Sport salmon season within KMZ reopens Aug. 1
The local sport salmon season within the KMZ, which runs from the 40°10’00” N. latitude to the California/Oregon border, will open back up Monday, Aug.1, and run through Sept. 5. For more information on the sport salmon seasons, visit www.wildlife.ca.gov/Fishing/Ocean/Regulations/Salmon#recreational.
Ocean salmon closures begin Aug. 1
Klamath River mouth
The Klamath control Zone will be closed the month of August for ocean sport salmon fishing. The closed zone around the Klamath River mouth is bounded on the north by 41°38.80’ N. lat. (approximately 6 nautical miles north of the Klamath River mouth); on the west, by 124°23.00’ W. long. (approximately 12 nautical miles off shore); and on the south, by 41°26.48’ N. lat. (approximately 6 nautical miles south of the Klamath River mouth).
Eel River mouth
No salmon may be taken during the months of August and September in ocean waters at the Eel River mouth bounded on the north by 40°40.40’ N. lat. (approximately 2 nautical miles north of the Eel River mouth), on the west by 124°21.40’ W. long. (approximately 2 nautical miles offshore), and on the south by 40°36.40’ N. lat. (approximately 2 nautical miles south of the Eel River mouth).
Pacific Halibut quota update
The CDFW has projected 30,155 net pounds of Pacific halibut have been harvested through July 26. In 2022, the Pacific halibut allocation for California is 38,740 pounds. The Pacific halibut fishery will run through Nov. 15 or until the quota is reached, whichever is earlier. To view the latest catch projection information, visit www.wildlife.ca.gov/conservation/marine/pacific-halibut#31670772-in-season-tracking.
“When the conditions are good, the Pacific halibut bite is good,” said Tim Klassen of Reel Steel Sport Fishing. “The ocean forecast for this week looks excellent, so we should see some better scores. Most of the boats are around the 51 line in 215 feet of water. The tuna water is close and a few boats are making a run this week. Friday looks to be the best day. The California halibut bite is heating up in the bay with quite a few limits now being reported.”
“The Pacific halibut bite is still raging on, with limits the norm,” said Curt Wilson of Wind Rose Charters. “They’re straight out and all the way to Patrick’s Point, with some coming as shallow as 150 feet. “The rockfish action is still excellent, with Patrick’s Point being one of the good spots. We’re also catching the occasional ling cod. Crabbing is still showing signs of life and we’re getting quite a few this week.”

▶ _GIVEN MATERIAL_
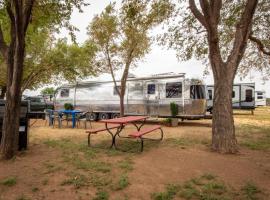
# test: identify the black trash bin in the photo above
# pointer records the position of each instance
(23, 129)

▶ _OBJECTIVE_
Extract the stretch of the fishing report from "Sport salmon season within KMZ" through "Klamath River mouth).". The material is not needed for this.

▶ _RESULT FOR THIS EXERCISE_
Sport salmon season within KMZ reopens Aug. 1
The local sport salmon season within the KMZ, which runs from the 40°10’00” N. latitude to the California/Oregon border, will open back up Monday, Aug.1, and run through Sept. 5. For more information on the sport salmon seasons, visit www.wildlife.ca.gov/Fishing/Ocean/Regulations/Salmon#recreational.
Ocean salmon closures begin Aug. 1
Klamath River mouth
The Klamath control Zone will be closed the month of August for ocean sport salmon fishing. The closed zone around the Klamath River mouth is bounded on the north by 41°38.80’ N. lat. (approximately 6 nautical miles north of the Klamath River mouth); on the west, by 124°23.00’ W. long. (approximately 12 nautical miles off shore); and on the south, by 41°26.48’ N. lat. (approximately 6 nautical miles south of the Klamath River mouth).